- Objectif -
Dans l'extrait sur les investisseurs, relevez chaque fonds donné en exemple de fonds spécialisé dans les secteurs porteurs et indiquez les secteurs associés à chacun.

- Extrait choisi -
◆ ◆ ◆ ◆ ◆ ◆ ◆

L’écosystème va également connaître à plus long terme une réinitialisation des investisseurs, avec la prise de recul des family offices et CVC. Selon une enquête de EurotechVC, plus de 70% des investisseurs hors fonds traditionnels (à savoir les family offices, corporates et business angels) n’ont pas réalisé de nouvel investissement sur le mois de mars. Une décision de distanciation temporaire pour certains, définitive pour d’autres ; mais au cas par cas. Avec le recul, il sera également intéressant d’étudier si les fonds spécialisés dans les secteurs porteurs auront de meilleurs rendements que les fonds agnostiques. On pense en particulier à Elaia (spécialisé en Medtech, Biotech et IA), Partech (Medtech, e-commerce) et Go Capital (Medtech, Biotech) pour ne citer qu’eux.

◆ ◆ ◆ ◆ ◆ ◆ ◆

- Matériel présenté -
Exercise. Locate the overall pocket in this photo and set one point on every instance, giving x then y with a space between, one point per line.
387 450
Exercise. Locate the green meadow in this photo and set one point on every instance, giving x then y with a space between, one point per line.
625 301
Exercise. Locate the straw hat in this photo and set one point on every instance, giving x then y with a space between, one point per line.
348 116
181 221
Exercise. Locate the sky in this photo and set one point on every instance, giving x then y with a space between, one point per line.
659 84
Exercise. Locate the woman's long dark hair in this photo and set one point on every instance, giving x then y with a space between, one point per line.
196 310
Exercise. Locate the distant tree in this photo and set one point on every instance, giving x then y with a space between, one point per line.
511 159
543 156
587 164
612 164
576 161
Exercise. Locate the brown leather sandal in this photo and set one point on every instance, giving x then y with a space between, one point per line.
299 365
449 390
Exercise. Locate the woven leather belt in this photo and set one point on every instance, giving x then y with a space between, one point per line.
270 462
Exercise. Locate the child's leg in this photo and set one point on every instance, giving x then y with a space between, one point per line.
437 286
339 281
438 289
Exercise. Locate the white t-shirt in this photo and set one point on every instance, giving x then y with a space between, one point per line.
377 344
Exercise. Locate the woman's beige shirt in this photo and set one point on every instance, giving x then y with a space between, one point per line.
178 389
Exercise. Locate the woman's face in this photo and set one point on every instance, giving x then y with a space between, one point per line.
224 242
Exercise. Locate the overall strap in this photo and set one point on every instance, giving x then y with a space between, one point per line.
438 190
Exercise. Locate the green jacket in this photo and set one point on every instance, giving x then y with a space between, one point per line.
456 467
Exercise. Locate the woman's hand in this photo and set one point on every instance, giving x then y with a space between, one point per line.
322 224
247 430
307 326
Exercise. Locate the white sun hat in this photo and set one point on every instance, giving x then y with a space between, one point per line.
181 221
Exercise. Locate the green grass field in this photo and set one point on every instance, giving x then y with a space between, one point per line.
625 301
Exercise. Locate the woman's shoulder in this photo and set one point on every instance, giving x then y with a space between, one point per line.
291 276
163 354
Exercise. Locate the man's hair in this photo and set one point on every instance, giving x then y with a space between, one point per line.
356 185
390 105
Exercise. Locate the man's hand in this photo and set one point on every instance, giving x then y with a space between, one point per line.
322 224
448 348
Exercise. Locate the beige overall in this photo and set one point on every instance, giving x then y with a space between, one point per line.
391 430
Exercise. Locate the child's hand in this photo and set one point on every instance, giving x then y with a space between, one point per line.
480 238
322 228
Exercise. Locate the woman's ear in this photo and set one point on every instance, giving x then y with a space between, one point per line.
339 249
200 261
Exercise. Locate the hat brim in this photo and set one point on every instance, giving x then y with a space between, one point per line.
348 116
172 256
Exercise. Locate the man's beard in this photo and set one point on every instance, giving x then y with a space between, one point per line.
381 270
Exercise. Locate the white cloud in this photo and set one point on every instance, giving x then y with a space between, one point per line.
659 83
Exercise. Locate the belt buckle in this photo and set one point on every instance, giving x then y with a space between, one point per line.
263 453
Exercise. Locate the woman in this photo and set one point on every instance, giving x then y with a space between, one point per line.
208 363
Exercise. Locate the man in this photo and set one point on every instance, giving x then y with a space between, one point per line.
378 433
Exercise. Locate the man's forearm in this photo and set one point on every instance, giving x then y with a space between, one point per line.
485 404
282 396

◆ ◆ ◆ ◆ ◆ ◆ ◆

- Réponse attendue -
Elaia : Medtech, Biotech et IA
Partech : Medtech, e-commerce
Go Capital : Medtech, Biotech